Richard Baquié a développé, dans le contexte de la fin des années quatre-vingt et du début des années quatre-vingt-dix, une œuvre tout à fait singulière. Disparu en 1996, il fait l’objet d’une première grande rétrospective cet été au Capc-Musée d’art contemporain de Bordeaux. Parallèlement, l’Américain Jack Pierson expose quelques-unes de ses œuvres récentes.
BORDEAUX. Disparu prématurément en 1996, à l’âge de 44 ans, Richard Baquié a développé une œuvre cohérente, fruit d’une étrange et riche alchimie. Ses installations, réalisées à partir de différents éléments industriels recyclés et assemblés, fonctionnent comme des allégories à un déplacement, à un voyage imaginaire, qui s’auto-alimentent de ce qu’elles ambitionnent justement de dépasser. Profondément ancré dans son époque quand il n’est pas prémonitoire, cet univers n’est pas sans connexion avec celui d’un Mad Max ou du film de Cronenberg, Crash.

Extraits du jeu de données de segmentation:
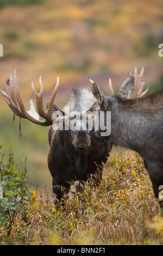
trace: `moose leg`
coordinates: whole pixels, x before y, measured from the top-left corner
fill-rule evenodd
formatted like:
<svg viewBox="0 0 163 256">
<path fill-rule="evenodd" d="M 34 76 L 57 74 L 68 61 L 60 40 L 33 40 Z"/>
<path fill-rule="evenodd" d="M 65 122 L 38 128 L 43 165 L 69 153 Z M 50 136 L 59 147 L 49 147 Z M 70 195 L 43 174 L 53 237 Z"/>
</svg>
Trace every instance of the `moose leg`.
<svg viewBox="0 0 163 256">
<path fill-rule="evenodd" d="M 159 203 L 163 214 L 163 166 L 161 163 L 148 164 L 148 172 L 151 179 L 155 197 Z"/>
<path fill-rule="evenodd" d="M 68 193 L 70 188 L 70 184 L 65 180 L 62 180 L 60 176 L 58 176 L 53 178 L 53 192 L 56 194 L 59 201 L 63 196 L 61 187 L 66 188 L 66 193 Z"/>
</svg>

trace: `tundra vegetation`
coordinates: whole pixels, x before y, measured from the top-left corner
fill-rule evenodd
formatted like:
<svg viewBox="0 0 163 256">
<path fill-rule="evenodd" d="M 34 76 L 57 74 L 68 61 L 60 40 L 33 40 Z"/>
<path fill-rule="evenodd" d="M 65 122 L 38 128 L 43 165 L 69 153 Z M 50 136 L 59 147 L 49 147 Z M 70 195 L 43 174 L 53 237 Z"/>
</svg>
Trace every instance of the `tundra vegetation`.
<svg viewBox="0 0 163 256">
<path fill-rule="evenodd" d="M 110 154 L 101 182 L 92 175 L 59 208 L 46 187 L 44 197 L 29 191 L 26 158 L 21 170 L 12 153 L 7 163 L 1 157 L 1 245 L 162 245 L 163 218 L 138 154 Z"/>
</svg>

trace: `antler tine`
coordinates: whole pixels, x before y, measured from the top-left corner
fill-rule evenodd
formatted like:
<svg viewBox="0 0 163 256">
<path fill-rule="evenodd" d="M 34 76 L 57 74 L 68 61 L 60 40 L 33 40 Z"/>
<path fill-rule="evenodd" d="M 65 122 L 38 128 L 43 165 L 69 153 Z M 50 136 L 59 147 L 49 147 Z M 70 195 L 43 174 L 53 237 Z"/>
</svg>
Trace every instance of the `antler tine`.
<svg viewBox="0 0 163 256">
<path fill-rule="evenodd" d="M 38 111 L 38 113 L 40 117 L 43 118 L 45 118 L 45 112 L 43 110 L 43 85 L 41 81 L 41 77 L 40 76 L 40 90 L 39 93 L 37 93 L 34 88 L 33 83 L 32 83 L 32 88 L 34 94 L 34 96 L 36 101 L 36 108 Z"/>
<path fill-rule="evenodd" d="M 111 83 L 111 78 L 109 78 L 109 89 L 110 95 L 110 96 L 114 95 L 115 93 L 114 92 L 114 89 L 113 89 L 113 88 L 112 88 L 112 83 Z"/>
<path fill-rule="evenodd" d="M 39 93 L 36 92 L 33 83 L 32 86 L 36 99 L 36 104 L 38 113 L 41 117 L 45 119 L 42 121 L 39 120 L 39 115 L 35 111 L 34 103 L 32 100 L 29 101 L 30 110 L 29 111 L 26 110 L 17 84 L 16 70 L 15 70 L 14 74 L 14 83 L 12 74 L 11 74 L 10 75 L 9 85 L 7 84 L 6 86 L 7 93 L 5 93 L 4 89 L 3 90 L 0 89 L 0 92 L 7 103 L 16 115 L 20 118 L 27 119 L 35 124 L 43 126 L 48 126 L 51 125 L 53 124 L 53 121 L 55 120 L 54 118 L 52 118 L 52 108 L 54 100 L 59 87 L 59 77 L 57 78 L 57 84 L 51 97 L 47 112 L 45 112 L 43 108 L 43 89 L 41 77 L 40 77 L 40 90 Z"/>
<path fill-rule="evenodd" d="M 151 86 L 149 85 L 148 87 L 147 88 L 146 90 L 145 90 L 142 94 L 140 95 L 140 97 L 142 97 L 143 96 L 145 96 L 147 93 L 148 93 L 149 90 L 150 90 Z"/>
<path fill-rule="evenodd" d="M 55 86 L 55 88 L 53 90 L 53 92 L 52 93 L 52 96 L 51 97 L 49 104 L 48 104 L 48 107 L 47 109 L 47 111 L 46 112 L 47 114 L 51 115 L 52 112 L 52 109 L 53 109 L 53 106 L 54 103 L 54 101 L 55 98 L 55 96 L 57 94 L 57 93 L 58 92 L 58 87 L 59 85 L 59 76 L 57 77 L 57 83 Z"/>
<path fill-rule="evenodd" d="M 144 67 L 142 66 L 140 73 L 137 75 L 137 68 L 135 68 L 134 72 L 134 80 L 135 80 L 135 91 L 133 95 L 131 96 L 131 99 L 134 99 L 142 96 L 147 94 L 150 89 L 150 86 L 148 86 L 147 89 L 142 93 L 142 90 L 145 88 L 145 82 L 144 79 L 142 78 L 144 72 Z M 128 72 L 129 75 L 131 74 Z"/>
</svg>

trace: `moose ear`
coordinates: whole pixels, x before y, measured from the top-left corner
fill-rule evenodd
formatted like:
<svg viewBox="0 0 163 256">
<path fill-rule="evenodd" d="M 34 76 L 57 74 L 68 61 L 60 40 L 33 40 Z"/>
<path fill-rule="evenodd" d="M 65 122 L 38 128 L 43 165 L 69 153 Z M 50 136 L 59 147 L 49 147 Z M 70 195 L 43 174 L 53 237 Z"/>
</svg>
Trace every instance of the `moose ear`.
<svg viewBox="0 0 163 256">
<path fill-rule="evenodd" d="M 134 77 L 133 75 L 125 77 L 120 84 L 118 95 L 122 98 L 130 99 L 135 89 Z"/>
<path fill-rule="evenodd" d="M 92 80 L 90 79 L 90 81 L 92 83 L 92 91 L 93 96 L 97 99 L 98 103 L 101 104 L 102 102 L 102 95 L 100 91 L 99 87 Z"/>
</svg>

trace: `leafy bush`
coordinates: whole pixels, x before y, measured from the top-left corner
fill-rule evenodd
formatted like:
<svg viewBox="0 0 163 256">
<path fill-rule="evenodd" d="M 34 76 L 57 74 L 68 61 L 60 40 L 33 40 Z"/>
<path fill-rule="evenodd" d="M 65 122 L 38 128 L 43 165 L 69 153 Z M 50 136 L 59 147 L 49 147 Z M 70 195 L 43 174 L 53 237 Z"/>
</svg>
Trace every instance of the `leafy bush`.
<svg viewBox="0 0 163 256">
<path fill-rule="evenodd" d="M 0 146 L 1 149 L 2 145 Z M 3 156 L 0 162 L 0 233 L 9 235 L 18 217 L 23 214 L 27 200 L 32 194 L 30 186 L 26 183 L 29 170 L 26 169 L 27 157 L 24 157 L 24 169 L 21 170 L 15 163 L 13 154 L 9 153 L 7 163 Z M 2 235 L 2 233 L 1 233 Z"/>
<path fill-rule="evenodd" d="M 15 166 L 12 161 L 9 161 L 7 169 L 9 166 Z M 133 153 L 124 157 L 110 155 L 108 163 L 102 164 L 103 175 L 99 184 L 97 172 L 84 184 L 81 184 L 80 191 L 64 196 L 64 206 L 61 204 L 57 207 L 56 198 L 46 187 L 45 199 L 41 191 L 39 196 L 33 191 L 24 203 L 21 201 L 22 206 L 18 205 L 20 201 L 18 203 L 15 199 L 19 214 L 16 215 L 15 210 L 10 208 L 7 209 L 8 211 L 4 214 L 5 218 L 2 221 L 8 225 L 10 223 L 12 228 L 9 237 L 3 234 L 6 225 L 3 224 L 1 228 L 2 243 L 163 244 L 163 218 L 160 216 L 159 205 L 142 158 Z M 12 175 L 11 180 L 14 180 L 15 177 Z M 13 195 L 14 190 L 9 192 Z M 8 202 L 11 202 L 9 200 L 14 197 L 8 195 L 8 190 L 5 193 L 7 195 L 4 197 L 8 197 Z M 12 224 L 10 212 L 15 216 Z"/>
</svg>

Tâche donnée 1: D'après le texte sur Richard Baquié, à quel âge l'artiste est-il mort ?
Tâche donnée 2: Extraire du texte sur Richard Baquié le passage allant de « BORDEAUX. Disparu prématurément » jusqu'à « de Cronenberg, Crash. ».
Le matériel n'est pas requis ici.

Résultat attendu 1: À 44 ans, en 1996.

Résultat attendu 2:
BORDEAUX. Disparu prématurément en 1996, à l’âge de 44 ans, Richard Baquié a développé une œuvre cohérente, fruit d’une étrange et riche alchimie. Ses installations, réalisées à partir de différents éléments industriels recyclés et assemblés, fonctionnent comme des allégories à un déplacement, à un voyage imaginaire, qui s’auto-alimentent de ce qu’elles ambitionnent justement de dépasser. Profondément ancré dans son époque quand il n’est pas prémonitoire, cet univers n’est pas sans connexion avec celui d’un Mad Max ou du film de Cronenberg, Crash.